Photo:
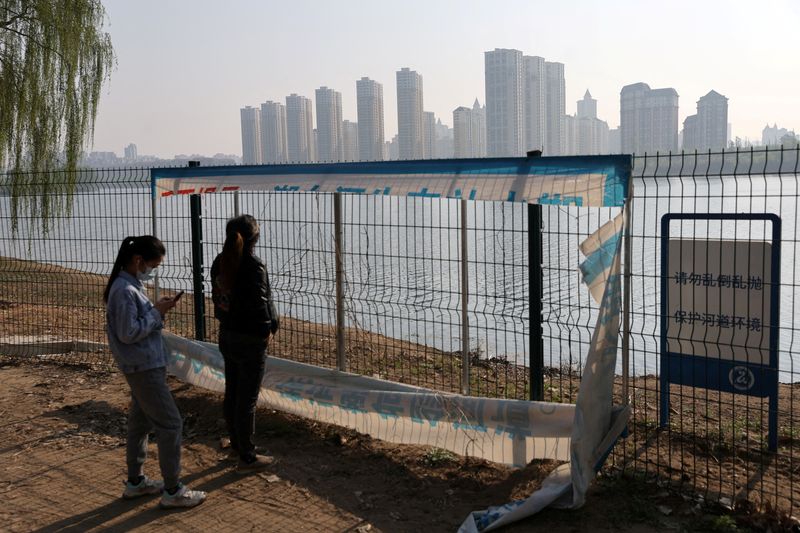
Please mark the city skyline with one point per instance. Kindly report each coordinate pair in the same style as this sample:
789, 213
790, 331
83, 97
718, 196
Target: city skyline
192, 110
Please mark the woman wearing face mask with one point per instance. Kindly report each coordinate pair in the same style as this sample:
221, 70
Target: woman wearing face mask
134, 325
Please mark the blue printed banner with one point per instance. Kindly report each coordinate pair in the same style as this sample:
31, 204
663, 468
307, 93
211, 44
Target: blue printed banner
593, 181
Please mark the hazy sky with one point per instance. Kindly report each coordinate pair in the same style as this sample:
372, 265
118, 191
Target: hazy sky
186, 67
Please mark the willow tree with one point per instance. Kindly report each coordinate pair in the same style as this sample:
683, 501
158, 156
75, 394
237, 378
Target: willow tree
54, 59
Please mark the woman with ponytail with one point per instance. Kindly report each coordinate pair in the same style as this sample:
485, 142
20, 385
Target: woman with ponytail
133, 325
243, 305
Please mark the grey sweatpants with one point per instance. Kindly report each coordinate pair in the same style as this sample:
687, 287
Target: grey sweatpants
153, 407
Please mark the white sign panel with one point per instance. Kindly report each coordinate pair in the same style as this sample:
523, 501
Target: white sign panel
718, 301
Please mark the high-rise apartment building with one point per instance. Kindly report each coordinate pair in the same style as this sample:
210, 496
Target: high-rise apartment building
555, 108
429, 135
251, 135
708, 129
329, 125
469, 127
648, 119
369, 101
410, 128
773, 135
505, 130
535, 102
131, 152
590, 133
299, 129
273, 133
349, 141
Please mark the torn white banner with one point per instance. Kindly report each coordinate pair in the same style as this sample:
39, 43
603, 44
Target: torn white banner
513, 432
597, 423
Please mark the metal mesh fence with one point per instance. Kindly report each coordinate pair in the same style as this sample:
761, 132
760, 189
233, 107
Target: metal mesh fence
401, 268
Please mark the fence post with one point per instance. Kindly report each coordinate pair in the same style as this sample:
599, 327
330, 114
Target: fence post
627, 295
465, 370
535, 288
341, 357
154, 222
195, 206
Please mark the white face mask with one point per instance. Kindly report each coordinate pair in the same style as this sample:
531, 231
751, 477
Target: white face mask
149, 273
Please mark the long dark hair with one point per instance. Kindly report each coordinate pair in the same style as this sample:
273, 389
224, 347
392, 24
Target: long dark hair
241, 236
147, 246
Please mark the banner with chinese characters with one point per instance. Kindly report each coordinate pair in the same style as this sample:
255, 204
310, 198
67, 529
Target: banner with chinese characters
719, 299
719, 307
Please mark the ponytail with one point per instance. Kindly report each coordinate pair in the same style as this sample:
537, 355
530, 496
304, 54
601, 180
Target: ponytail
241, 235
147, 246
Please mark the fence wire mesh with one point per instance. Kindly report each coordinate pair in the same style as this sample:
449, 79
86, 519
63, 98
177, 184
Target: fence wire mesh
403, 293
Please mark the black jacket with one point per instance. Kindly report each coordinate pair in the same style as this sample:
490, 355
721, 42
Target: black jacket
248, 308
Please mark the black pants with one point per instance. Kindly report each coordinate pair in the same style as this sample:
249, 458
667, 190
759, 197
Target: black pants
244, 368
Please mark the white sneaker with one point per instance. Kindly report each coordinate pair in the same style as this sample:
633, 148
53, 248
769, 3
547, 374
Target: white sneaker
145, 487
182, 498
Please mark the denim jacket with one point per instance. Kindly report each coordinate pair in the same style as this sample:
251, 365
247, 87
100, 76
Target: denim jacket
134, 327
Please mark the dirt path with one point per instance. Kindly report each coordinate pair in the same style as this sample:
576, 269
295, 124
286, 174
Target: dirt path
62, 465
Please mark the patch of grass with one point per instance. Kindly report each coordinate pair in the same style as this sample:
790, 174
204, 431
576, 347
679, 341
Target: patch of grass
437, 457
720, 524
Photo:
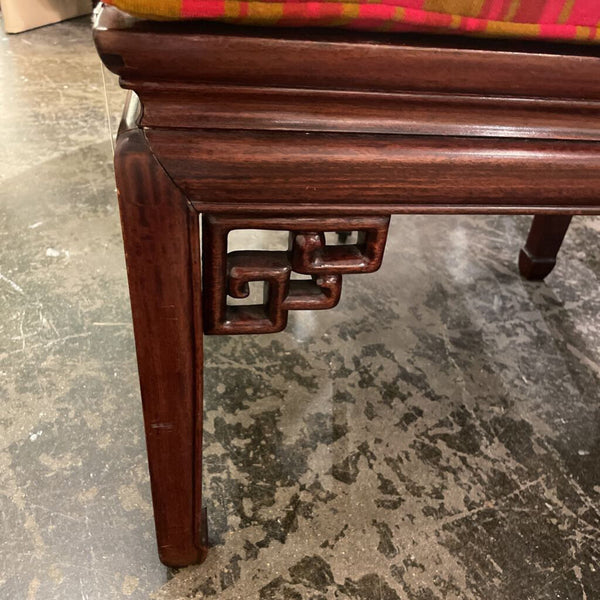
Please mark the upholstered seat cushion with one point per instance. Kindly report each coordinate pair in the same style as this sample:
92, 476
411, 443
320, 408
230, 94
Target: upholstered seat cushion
548, 19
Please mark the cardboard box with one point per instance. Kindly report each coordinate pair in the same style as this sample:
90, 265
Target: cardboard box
20, 15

* * *

Activity: Above are the records; copy them exactly without the pictures.

Reply:
Photo:
Please mark the city skyline with one point per instance. Kindly report each coordinate pair in the same style as this sample:
789, 213
790, 331
83, 97
718, 196
Target: city skyline
192, 110
Please mark the woman wearing face mask with one point per instance. Kindly report each coordinate pair in the same style as this sample:
221, 70
Target: woman wearing face mask
134, 325
Please mark the blue printed banner with one point per instance. Kindly report each coordinate pair in the same style as this sample:
31, 204
663, 468
307, 93
211, 44
Target: blue printed banner
593, 181
Please mark the hazy sky with one point per instance. Kindly report each coordinate pair in the same style as this sample:
372, 265
118, 191
Target: hazy sky
186, 67
Please mark the willow tree with one point per instance. Kindly report each coordinate pair in the same style as this sample:
683, 501
158, 156
75, 394
237, 378
Target: willow tree
54, 59
Please mark the woman with ponytail with one point per instance. Kindly report each coordinate pair in the same style as this sample:
485, 142
20, 385
Target: woman with ponytail
133, 325
243, 305
Please mark the grey sweatpants with one point per instance. Kindly report each coordinate pair in the same style as this sample:
687, 287
Target: grey sweatpants
153, 407
Please mark the white sign panel with one point per instance. Kindly report each coordinate pair in the same style as this sample:
523, 501
Target: white sign panel
718, 301
Please mark the high-rise apartment building with one point per instance. Kindly report each coordinate pair in the same style as this sample:
210, 496
Target: high-rise apartment building
555, 108
429, 135
251, 135
708, 129
329, 125
469, 127
648, 119
369, 101
410, 128
773, 135
505, 130
535, 102
131, 152
590, 133
299, 129
273, 133
349, 141
Please mark the torn white banner with one point per instance. Kindly report each coordinate pair in the same style as this sample:
39, 43
603, 44
Target: torn white banner
513, 432
597, 423
Please mark the metal mesh fence with one point per instance. Kindly report each coordinate pair in the same style as this sample:
761, 132
760, 189
233, 107
Target: metal mesh fence
401, 268
Please mark the fence post with one point per instance. Kindly report each coordinate pair in the same style as this sample:
599, 327
330, 114
Target: fence post
627, 295
465, 370
535, 288
341, 357
154, 222
195, 206
Please mark the white face mask with one point per instance. Kindly report each coordinate pair in the same style as this sample:
531, 231
751, 477
Target: white face mask
149, 273
Please mark the long dark hair with one point per instance. Kindly report each coordinate pair in the same style as this sample:
273, 389
224, 347
392, 24
Target: long dark hair
241, 236
147, 246
Please mark the banner with chinese characters with one point per instance. Kindly report each coordinate pair in the same style as this sample:
255, 204
310, 198
67, 529
Target: banner with chinese characters
719, 299
719, 307
Please mark the ponytail with one point per instance. Kindly report each coordinate pair in the same style as this sample:
537, 355
530, 496
304, 54
601, 180
Target: ponytail
241, 235
147, 246
Please mark the fence wire mesh with one point per instance. Kindly report each coordinate pair in the same style as this sample:
449, 79
86, 519
63, 98
177, 184
Target: fence wire mesh
403, 293
Please mark the black jacket with one point per instance. Kindly report each coordinate pair in the same style as this sample:
490, 355
721, 42
Target: black jacket
248, 308
Please mark the black pants with one point per instance. Kindly report each coordinate pair in the same style as this sample:
249, 458
667, 190
759, 197
Target: black pants
244, 368
Please mark the white sneaker with one point per instance. Kindly report each coordinate pair in the same style as this sample:
633, 148
53, 248
769, 3
547, 374
Target: white sneaker
145, 487
182, 498
Please mark the denim jacket with one point per instance. Kindly report each coordinate pair in the same style as this sample:
251, 365
247, 87
100, 76
Target: denim jacket
134, 327
Please mark the dirt path with one point per instance. Kindly report each coordinate pair in the same style as this sample:
576, 269
295, 124
286, 174
Target: dirt path
62, 465
Please mark the patch of grass with one point per instance. Kindly report each coordinate pair in the same style as this sample:
790, 174
204, 431
576, 347
679, 341
Target: patch of grass
437, 457
720, 524
Photo:
Please mark the upholstered seat cushion with one point per instance. Kindly report each coordinate pair in the same style as this sample:
92, 476
411, 443
320, 408
230, 94
Target: upholstered seat cushion
548, 19
Please mark the cardboard box with one point per instance. Kindly report each coordinate pair in the same style as this sample:
90, 265
Target: cardboard box
20, 15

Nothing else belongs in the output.